(Data from a collection)
:::
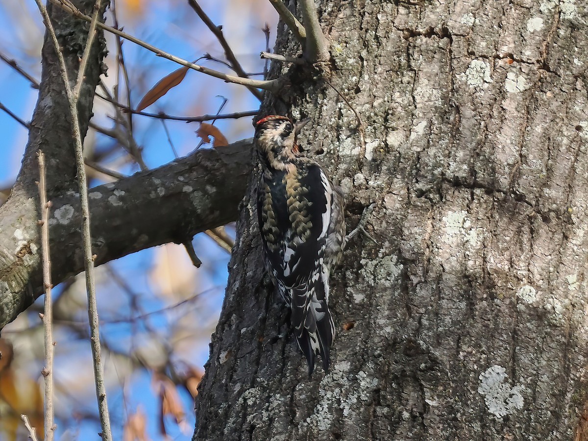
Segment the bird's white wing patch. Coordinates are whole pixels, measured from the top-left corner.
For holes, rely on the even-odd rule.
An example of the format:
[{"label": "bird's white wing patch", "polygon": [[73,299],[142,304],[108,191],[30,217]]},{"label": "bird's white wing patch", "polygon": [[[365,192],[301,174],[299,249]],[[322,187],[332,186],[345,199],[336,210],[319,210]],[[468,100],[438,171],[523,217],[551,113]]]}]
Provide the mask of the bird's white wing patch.
[{"label": "bird's white wing patch", "polygon": [[326,211],[323,213],[323,229],[320,232],[319,239],[326,237],[327,230],[329,229],[329,224],[330,223],[331,216],[331,203],[333,199],[333,188],[331,187],[329,178],[327,178],[325,172],[320,170],[320,182],[325,188],[325,196],[326,197]]}]

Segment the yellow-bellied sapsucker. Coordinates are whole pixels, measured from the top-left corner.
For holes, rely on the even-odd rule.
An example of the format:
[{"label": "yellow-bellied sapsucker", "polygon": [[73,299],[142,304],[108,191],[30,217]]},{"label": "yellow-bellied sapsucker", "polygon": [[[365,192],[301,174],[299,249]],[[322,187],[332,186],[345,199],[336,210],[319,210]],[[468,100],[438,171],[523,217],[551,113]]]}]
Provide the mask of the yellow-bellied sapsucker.
[{"label": "yellow-bellied sapsucker", "polygon": [[329,276],[345,237],[343,198],[325,171],[302,156],[299,128],[285,116],[258,121],[255,145],[262,167],[258,216],[265,263],[292,309],[298,345],[312,373],[320,354],[329,368],[335,325],[329,310]]}]

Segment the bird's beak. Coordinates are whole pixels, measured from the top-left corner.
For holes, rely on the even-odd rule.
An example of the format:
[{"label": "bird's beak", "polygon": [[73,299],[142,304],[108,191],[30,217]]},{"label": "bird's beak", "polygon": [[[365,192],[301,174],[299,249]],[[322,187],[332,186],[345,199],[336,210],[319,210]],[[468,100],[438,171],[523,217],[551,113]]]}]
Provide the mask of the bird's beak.
[{"label": "bird's beak", "polygon": [[298,121],[294,125],[294,135],[298,136],[300,134],[300,131],[302,129],[307,123],[310,121],[310,118],[306,118],[302,121]]}]

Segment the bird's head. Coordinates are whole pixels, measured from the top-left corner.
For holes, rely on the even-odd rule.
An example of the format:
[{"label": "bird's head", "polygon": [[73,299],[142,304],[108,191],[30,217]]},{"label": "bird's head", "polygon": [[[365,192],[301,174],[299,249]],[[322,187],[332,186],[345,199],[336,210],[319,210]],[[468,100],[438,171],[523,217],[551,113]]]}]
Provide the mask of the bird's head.
[{"label": "bird's head", "polygon": [[255,124],[255,144],[266,165],[276,169],[300,156],[296,136],[308,119],[295,124],[287,116],[270,115]]}]

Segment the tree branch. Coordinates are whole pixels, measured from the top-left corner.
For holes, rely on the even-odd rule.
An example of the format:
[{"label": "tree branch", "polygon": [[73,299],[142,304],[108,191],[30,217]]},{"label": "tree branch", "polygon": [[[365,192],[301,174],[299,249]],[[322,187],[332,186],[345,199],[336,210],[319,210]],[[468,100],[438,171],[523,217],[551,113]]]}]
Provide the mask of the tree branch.
[{"label": "tree branch", "polygon": [[303,48],[305,45],[306,44],[306,31],[304,29],[304,26],[302,26],[302,24],[298,21],[296,17],[292,15],[292,13],[286,7],[286,5],[284,4],[282,0],[269,0],[269,2],[272,4],[272,6],[276,9],[276,11],[280,16],[280,18],[288,26],[288,29],[292,31],[294,38],[298,41],[298,42]]},{"label": "tree branch", "polygon": [[[69,2],[69,0],[61,0],[61,1],[59,0],[51,0],[51,1],[54,4],[56,5],[64,11],[66,11],[78,18],[81,18],[82,20],[85,20],[88,22],[92,21],[91,17],[86,15],[72,4],[71,4],[71,2]],[[105,25],[100,22],[98,22],[96,25],[98,28],[100,28],[104,31],[108,31],[109,32],[121,36],[125,39],[129,40],[129,41],[132,41],[135,44],[138,44],[139,46],[145,48],[148,51],[151,51],[158,56],[167,58],[168,60],[173,61],[178,64],[181,64],[182,66],[186,66],[190,68],[190,69],[193,69],[195,71],[198,71],[198,72],[201,72],[203,74],[206,74],[207,75],[210,75],[211,76],[214,76],[215,78],[224,80],[228,83],[235,83],[235,84],[240,84],[243,86],[255,87],[259,89],[269,91],[273,93],[279,91],[283,85],[283,80],[281,78],[269,81],[263,81],[252,79],[250,78],[242,78],[239,76],[228,75],[226,74],[223,74],[222,72],[218,72],[218,71],[215,71],[212,69],[205,68],[203,66],[199,66],[197,64],[191,63],[187,60],[180,58],[175,55],[172,55],[171,54],[165,52],[161,49],[158,49],[155,46],[152,46],[149,43],[143,41],[142,40],[140,40],[136,37],[133,37],[132,35],[129,35],[128,34],[125,34],[121,31],[119,31],[117,29],[115,29],[110,26]]]},{"label": "tree branch", "polygon": [[[203,149],[89,192],[96,265],[232,222],[252,171],[251,139]],[[79,195],[52,198],[54,283],[83,270]],[[0,329],[42,292],[38,199],[13,194],[0,206]]]},{"label": "tree branch", "polygon": [[[92,52],[92,44],[96,33],[96,25],[100,12],[101,0],[96,0],[94,5],[94,15],[90,25],[88,38],[86,39],[83,55],[78,70],[78,79],[73,89],[69,83],[68,67],[64,57],[64,51],[59,46],[57,35],[53,28],[51,20],[46,8],[42,0],[35,0],[45,19],[47,32],[53,40],[53,45],[59,61],[61,76],[64,81],[65,93],[69,104],[69,113],[71,117],[71,136],[74,138],[74,146],[75,152],[75,163],[77,169],[78,188],[79,191],[80,205],[81,206],[82,239],[83,243],[84,270],[86,276],[86,290],[88,298],[88,318],[90,324],[90,345],[92,348],[92,357],[94,368],[94,383],[96,386],[96,397],[98,404],[98,413],[102,427],[102,438],[104,441],[111,441],[112,433],[111,430],[110,415],[108,413],[108,405],[106,400],[106,387],[104,385],[104,368],[101,358],[100,333],[98,320],[98,305],[96,301],[96,286],[94,279],[94,260],[92,256],[92,238],[90,233],[90,209],[88,201],[88,182],[86,179],[86,169],[83,162],[83,147],[82,134],[79,130],[79,121],[78,116],[78,101],[79,92],[83,84],[84,72]],[[79,225],[79,224],[78,224]],[[51,291],[49,291],[49,293]],[[51,436],[51,433],[48,434]]]},{"label": "tree branch", "polygon": [[[215,36],[219,41],[219,43],[222,46],[223,50],[225,51],[225,55],[226,56],[226,59],[229,61],[229,63],[230,64],[230,66],[233,70],[235,71],[238,75],[242,78],[248,78],[248,75],[243,68],[241,67],[241,65],[237,59],[237,57],[235,56],[233,50],[230,48],[230,46],[229,45],[229,43],[227,42],[226,39],[225,38],[225,35],[222,33],[222,27],[216,26],[212,22],[210,17],[204,12],[204,9],[200,7],[200,5],[198,4],[196,0],[188,0],[188,2],[196,13],[198,14],[200,19],[208,26],[208,29],[211,30],[211,32],[215,34]],[[248,87],[248,89],[260,101],[263,99],[263,95],[255,88]]]},{"label": "tree branch", "polygon": [[314,0],[300,0],[300,8],[304,18],[304,28],[306,29],[305,57],[311,63],[328,61],[330,58],[329,42],[319,24],[319,16]]}]

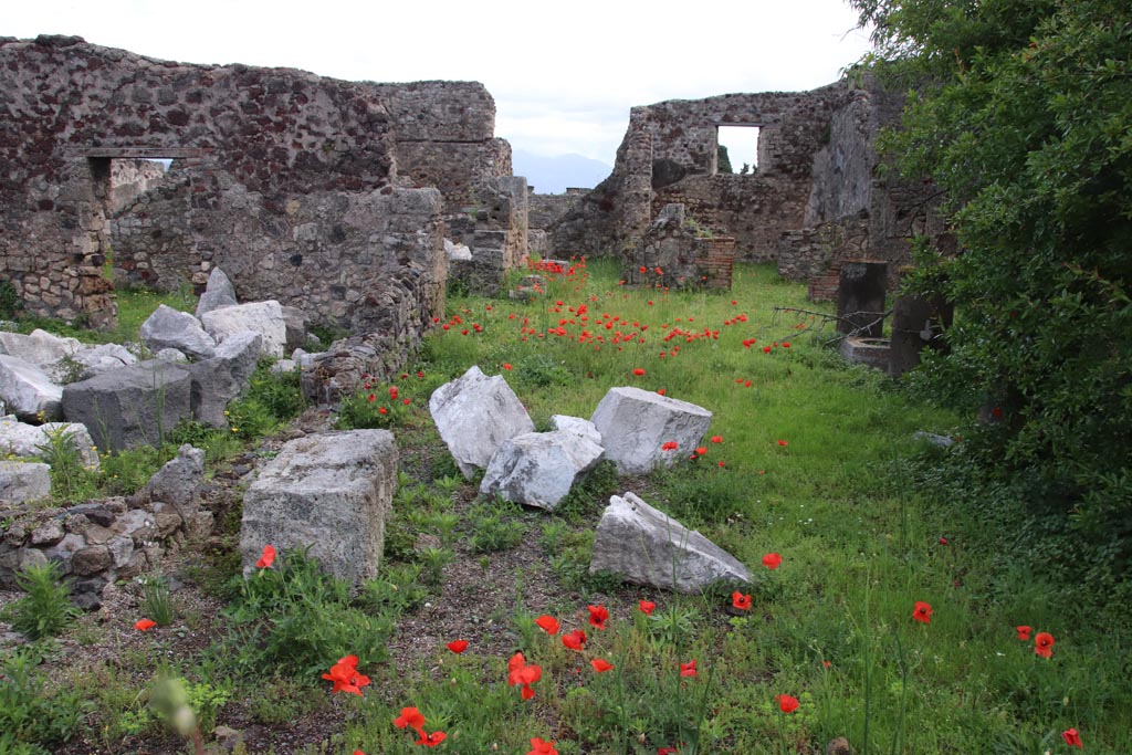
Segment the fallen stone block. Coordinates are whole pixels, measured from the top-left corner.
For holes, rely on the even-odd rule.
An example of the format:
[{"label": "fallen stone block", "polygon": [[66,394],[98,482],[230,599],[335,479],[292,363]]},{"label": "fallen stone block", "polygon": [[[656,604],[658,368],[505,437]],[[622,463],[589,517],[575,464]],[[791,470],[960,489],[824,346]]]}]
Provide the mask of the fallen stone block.
[{"label": "fallen stone block", "polygon": [[612,496],[598,522],[590,574],[598,572],[683,593],[751,581],[734,556],[632,492]]},{"label": "fallen stone block", "polygon": [[310,435],[285,444],[243,496],[245,572],[264,546],[310,548],[329,574],[354,585],[377,575],[397,487],[387,430]]},{"label": "fallen stone block", "polygon": [[601,461],[601,446],[576,432],[526,432],[504,440],[480,492],[552,512]]},{"label": "fallen stone block", "polygon": [[66,386],[63,415],[85,424],[100,448],[155,445],[191,417],[191,383],[181,364],[138,362]]},{"label": "fallen stone block", "polygon": [[37,462],[0,462],[0,501],[23,504],[50,497],[50,466]]},{"label": "fallen stone block", "polygon": [[63,389],[42,369],[0,354],[0,401],[28,422],[62,419]]},{"label": "fallen stone block", "polygon": [[498,375],[488,377],[475,366],[434,391],[428,407],[469,480],[477,469],[487,467],[504,440],[534,432],[534,422],[507,381]]},{"label": "fallen stone block", "polygon": [[216,341],[205,333],[200,320],[165,304],[142,324],[140,336],[149,351],[177,349],[196,359],[208,359],[216,351]]},{"label": "fallen stone block", "polygon": [[[606,458],[620,474],[648,474],[671,466],[700,445],[711,412],[686,401],[632,386],[610,388],[591,418]],[[664,445],[675,443],[675,448]]]},{"label": "fallen stone block", "polygon": [[283,307],[274,300],[221,307],[201,315],[205,329],[218,343],[245,331],[263,336],[261,353],[282,359],[286,353],[286,320]]}]

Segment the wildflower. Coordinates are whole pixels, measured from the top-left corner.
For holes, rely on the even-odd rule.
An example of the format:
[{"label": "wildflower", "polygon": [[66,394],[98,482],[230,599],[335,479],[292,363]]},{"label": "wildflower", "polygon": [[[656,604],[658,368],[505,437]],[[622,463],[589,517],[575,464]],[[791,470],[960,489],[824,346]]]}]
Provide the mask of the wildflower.
[{"label": "wildflower", "polygon": [[558,755],[558,750],[555,749],[555,743],[546,741],[538,737],[531,737],[531,752],[526,755]]},{"label": "wildflower", "polygon": [[256,561],[257,569],[266,569],[275,560],[275,549],[271,546],[264,546],[264,552]]},{"label": "wildflower", "polygon": [[542,615],[534,619],[534,623],[539,625],[539,628],[547,634],[558,634],[558,619],[552,616]]},{"label": "wildflower", "polygon": [[774,700],[778,701],[779,710],[783,713],[794,713],[798,709],[798,698],[790,695],[775,695]]},{"label": "wildflower", "polygon": [[361,688],[369,684],[369,677],[362,674],[358,674],[358,657],[357,655],[345,655],[338,659],[338,662],[331,667],[329,674],[324,674],[323,678],[334,683],[335,692],[349,692],[354,695],[361,695]]},{"label": "wildflower", "polygon": [[423,729],[419,729],[417,733],[420,735],[420,739],[414,741],[414,745],[424,745],[426,747],[436,747],[441,741],[444,741],[448,735],[443,731],[434,731],[432,733],[424,733]]},{"label": "wildflower", "polygon": [[418,732],[422,732],[424,730],[424,715],[415,707],[402,707],[401,715],[393,719],[393,726],[398,729],[411,727]]},{"label": "wildflower", "polygon": [[585,633],[581,629],[567,632],[563,635],[563,644],[571,650],[582,650],[582,646],[585,645]]}]

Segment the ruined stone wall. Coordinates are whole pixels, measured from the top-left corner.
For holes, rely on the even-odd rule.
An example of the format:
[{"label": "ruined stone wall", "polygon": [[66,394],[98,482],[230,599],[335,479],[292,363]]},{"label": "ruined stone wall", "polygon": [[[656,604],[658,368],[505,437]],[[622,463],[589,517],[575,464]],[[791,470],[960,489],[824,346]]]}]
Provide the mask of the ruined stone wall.
[{"label": "ruined stone wall", "polygon": [[[557,224],[554,248],[624,254],[655,211],[683,203],[697,221],[735,237],[740,259],[772,258],[778,235],[804,223],[814,156],[830,139],[833,113],[850,100],[834,84],[634,108],[612,174]],[[717,175],[720,126],[760,127],[756,175]]]},{"label": "ruined stone wall", "polygon": [[[120,241],[120,275],[196,281],[220,265],[245,300],[412,341],[443,308],[443,207],[435,190],[396,188],[411,181],[396,174],[389,91],[0,38],[0,278],[33,314],[111,321],[113,158],[173,157],[169,187],[118,218],[134,244]],[[410,100],[391,102],[428,125]],[[484,134],[482,119],[443,131],[436,115],[429,134]]]}]

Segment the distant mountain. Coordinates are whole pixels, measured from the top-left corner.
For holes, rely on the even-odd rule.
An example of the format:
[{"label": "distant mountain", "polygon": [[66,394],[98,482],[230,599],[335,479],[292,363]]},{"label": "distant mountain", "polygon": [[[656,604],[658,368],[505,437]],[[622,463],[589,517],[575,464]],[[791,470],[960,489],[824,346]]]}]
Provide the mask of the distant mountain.
[{"label": "distant mountain", "polygon": [[511,156],[515,175],[526,177],[526,182],[538,194],[564,194],[567,188],[592,189],[606,180],[612,168],[582,155],[535,155],[515,149]]}]

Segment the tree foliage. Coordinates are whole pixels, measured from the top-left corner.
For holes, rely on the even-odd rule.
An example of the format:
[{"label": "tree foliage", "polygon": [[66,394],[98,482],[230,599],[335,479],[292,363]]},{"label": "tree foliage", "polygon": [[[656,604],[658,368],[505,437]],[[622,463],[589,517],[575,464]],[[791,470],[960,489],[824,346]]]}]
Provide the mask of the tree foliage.
[{"label": "tree foliage", "polygon": [[851,0],[911,86],[883,148],[945,191],[960,251],[918,255],[960,317],[926,381],[992,409],[983,461],[1035,516],[1132,556],[1132,5]]}]

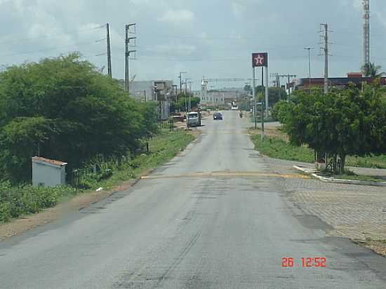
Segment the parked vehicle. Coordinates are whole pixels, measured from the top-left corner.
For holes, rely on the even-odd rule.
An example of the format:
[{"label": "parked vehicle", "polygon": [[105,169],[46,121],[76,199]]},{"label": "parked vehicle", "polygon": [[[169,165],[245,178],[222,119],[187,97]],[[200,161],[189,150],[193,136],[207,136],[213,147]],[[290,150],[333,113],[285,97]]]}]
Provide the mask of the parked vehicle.
[{"label": "parked vehicle", "polygon": [[201,113],[199,112],[190,112],[187,115],[187,127],[201,126]]},{"label": "parked vehicle", "polygon": [[215,121],[219,121],[219,120],[222,120],[222,114],[221,114],[220,112],[215,112],[214,114],[213,114],[213,120]]}]

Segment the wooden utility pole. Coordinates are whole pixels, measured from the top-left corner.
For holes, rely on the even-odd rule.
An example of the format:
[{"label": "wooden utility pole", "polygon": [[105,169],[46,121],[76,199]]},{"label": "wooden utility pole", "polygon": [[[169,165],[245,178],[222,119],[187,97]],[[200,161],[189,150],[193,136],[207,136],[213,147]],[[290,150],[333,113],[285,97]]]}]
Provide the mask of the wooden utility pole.
[{"label": "wooden utility pole", "polygon": [[106,25],[106,29],[107,33],[107,71],[109,76],[112,79],[112,55],[111,55],[111,48],[110,48],[110,28],[109,25],[107,23]]}]

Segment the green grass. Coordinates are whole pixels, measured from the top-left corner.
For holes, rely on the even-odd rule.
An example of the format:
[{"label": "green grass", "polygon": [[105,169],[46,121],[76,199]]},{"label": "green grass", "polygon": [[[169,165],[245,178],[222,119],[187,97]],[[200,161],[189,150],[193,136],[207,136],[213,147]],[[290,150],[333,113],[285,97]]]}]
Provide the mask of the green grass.
[{"label": "green grass", "polygon": [[[314,151],[307,146],[295,147],[281,137],[266,137],[261,141],[260,135],[253,135],[252,141],[256,149],[267,156],[289,161],[314,163]],[[386,154],[366,157],[347,156],[346,166],[359,168],[386,169]]]},{"label": "green grass", "polygon": [[149,141],[149,152],[136,156],[127,163],[119,168],[113,168],[112,175],[107,180],[97,181],[92,178],[86,180],[89,189],[99,187],[109,189],[118,184],[131,180],[143,171],[157,167],[173,159],[180,149],[184,149],[194,137],[185,130],[175,130],[170,133],[164,129]]},{"label": "green grass", "polygon": [[194,139],[194,136],[184,130],[169,133],[168,130],[162,130],[150,140],[148,154],[128,160],[126,163],[121,163],[119,167],[113,167],[112,174],[106,180],[98,181],[92,177],[82,180],[83,183],[87,184],[88,189],[67,186],[38,188],[30,184],[12,187],[8,182],[0,183],[0,224],[22,215],[39,213],[44,208],[55,206],[58,203],[67,201],[77,194],[95,191],[99,187],[109,189],[124,181],[133,179],[145,170],[167,162]]},{"label": "green grass", "polygon": [[386,180],[381,177],[376,177],[371,175],[359,175],[356,174],[343,174],[340,175],[333,175],[333,177],[340,180],[361,180],[366,182],[386,182]]},{"label": "green grass", "polygon": [[265,137],[265,140],[262,141],[260,135],[254,135],[251,138],[256,149],[271,158],[314,162],[314,151],[307,147],[294,147],[277,137]]}]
:::
* TASK GOAL
Write out again, word for word, the lines of the data from the line containing "Segment the green" through the line containing "Provide the mask of the green grass.", including both of those lines.

* TASK OUTPUT
Segment the green grass. Coordinates are whole pixels, measured from the top-left corner.
For holes, rely on the even-odd rule.
An example of the format:
[{"label": "green grass", "polygon": [[105,169],[46,121],[76,199]]},{"label": "green grass", "polygon": [[[169,165],[245,178],[222,119],[187,97]],[[200,161],[189,150],[193,136],[207,136],[213,147]],[[290,150],[333,113],[285,97]]]}]
Provide the mask of the green grass.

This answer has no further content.